### GIVEN TASK
Can you pull every line of the listing below word for word, leaving out the pictures?

### Extracted data entries

------------------------------------------------------------

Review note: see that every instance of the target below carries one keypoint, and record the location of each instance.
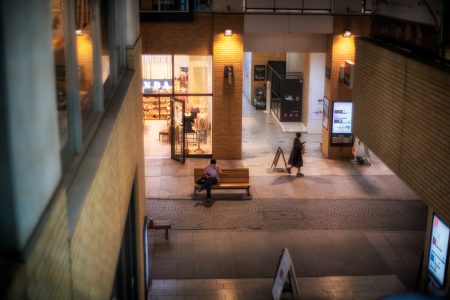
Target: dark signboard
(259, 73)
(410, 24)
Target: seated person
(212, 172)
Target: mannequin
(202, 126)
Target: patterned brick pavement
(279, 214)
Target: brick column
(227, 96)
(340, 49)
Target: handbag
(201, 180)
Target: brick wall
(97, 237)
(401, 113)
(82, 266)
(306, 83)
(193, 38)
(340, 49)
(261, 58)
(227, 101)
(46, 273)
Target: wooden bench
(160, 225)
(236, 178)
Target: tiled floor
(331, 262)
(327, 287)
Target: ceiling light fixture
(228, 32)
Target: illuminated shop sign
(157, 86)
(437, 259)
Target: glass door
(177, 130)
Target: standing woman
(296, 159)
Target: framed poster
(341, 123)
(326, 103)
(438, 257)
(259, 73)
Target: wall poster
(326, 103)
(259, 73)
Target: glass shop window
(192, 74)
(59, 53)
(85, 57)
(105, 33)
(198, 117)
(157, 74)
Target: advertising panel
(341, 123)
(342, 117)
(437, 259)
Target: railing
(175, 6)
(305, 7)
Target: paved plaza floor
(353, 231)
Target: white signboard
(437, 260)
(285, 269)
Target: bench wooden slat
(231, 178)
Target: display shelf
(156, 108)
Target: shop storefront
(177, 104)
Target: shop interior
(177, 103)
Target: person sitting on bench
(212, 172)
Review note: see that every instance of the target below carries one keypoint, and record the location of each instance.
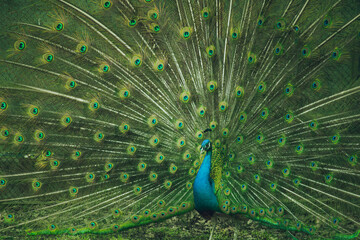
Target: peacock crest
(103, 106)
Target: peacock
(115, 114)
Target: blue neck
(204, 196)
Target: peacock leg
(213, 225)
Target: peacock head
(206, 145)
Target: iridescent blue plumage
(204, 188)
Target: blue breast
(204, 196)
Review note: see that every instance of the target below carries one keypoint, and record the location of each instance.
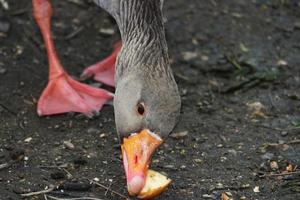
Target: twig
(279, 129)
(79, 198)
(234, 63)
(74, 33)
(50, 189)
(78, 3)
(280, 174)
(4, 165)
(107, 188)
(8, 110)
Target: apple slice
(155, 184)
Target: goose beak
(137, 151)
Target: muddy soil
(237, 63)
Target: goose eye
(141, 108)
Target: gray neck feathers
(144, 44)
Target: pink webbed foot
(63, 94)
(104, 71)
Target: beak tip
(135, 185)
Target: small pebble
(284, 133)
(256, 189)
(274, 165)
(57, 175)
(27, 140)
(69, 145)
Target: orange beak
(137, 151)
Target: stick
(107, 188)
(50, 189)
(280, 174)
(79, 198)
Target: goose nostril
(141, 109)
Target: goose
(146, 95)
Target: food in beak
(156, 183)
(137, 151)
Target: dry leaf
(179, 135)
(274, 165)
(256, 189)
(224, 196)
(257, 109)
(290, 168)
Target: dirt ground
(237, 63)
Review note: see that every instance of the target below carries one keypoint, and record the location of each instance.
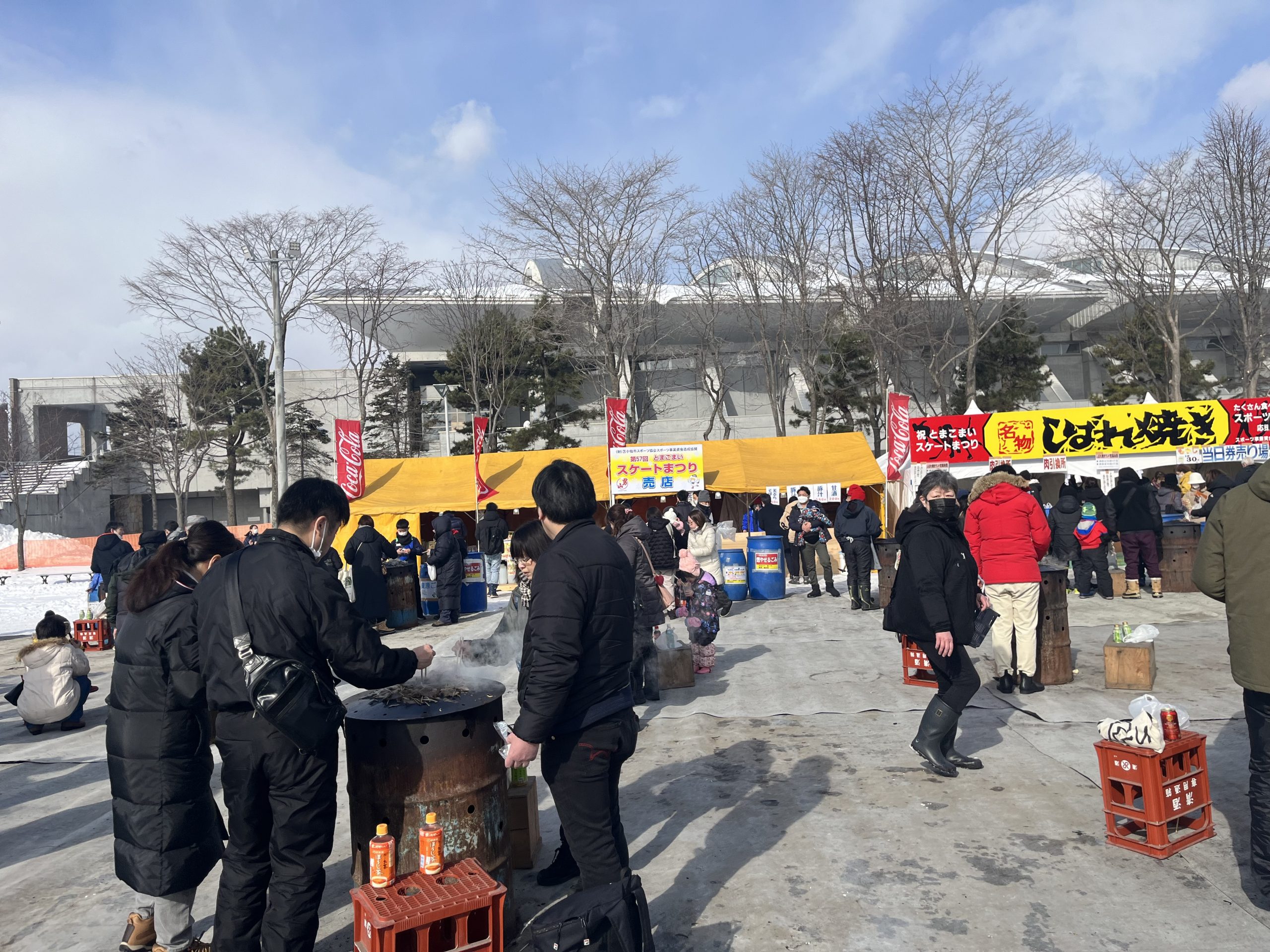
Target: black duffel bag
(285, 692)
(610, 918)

------------------------------------------------------------

### SOLUTION
Review note: see that every instance of the target below carries one keypoint, and record the location of each instance.
Target: dark signboard
(259, 73)
(410, 24)
Target: seated person
(212, 172)
Target: mannequin
(202, 126)
Target: patterned brick pavement
(279, 214)
Target: brick column
(227, 96)
(340, 49)
Target: handbag
(201, 180)
Target: brick wall
(97, 237)
(401, 113)
(82, 266)
(306, 83)
(193, 38)
(340, 49)
(261, 58)
(227, 101)
(46, 273)
Target: wooden bench
(160, 225)
(236, 178)
Target: tiled floor
(331, 262)
(327, 287)
Target: ceiling light fixture
(228, 32)
Target: illuminated shop sign
(157, 86)
(437, 259)
Target: glass door
(177, 130)
Target: standing woman
(296, 159)
Target: framed poster
(341, 123)
(326, 103)
(438, 257)
(259, 73)
Target: wall poster
(326, 103)
(259, 73)
Target: glass shop window
(192, 74)
(59, 53)
(85, 57)
(105, 33)
(198, 117)
(157, 74)
Target: advertising panel
(341, 123)
(342, 117)
(437, 259)
Target: railing
(175, 6)
(305, 7)
Target: paved plaza floor
(353, 231)
Target: white signboard
(437, 260)
(285, 269)
Target: bench wooden slat
(231, 178)
Target: display shelf
(156, 108)
Target: shop storefront
(177, 104)
Target: shop interior
(177, 103)
Target: person sitting on bench
(212, 172)
Review note: see that every instance of the target below carries one keypoint, and record the location of each instance.
Target: peacock crest
(103, 106)
Target: peacock
(115, 114)
Target: blue neck
(204, 196)
Target: peacock leg
(213, 225)
Target: peacock head
(206, 145)
Target: iridescent blue plumage
(204, 188)
Target: blue breast
(204, 196)
Review note: see that every instance of the target below carries one keypoint, and record the location of each instance.
Target: twig
(279, 129)
(79, 198)
(234, 63)
(74, 33)
(50, 189)
(78, 3)
(280, 174)
(4, 165)
(107, 188)
(8, 110)
Target: apple slice
(155, 184)
Target: goose beak
(137, 151)
Target: muddy soil
(237, 63)
Target: goose eye
(141, 108)
Target: gray neck feathers
(144, 44)
Target: pink webbed foot
(63, 94)
(104, 71)
Target: beak tip
(135, 185)
Target: small pebble
(284, 133)
(256, 189)
(274, 165)
(57, 175)
(27, 140)
(69, 145)
Target: orange beak
(137, 151)
Target: stick
(107, 188)
(50, 189)
(280, 174)
(79, 198)
Target: goose nostril
(141, 109)
Target: goose
(146, 95)
Target: food in beak
(156, 183)
(137, 151)
Target: dry leaf
(179, 135)
(274, 165)
(256, 189)
(224, 196)
(257, 109)
(290, 168)
Target: dirt ground
(237, 63)
Review note: see that every instance of the target below carries one keypoint, and record the location of each instance.
Target: black duffel bag
(285, 692)
(610, 918)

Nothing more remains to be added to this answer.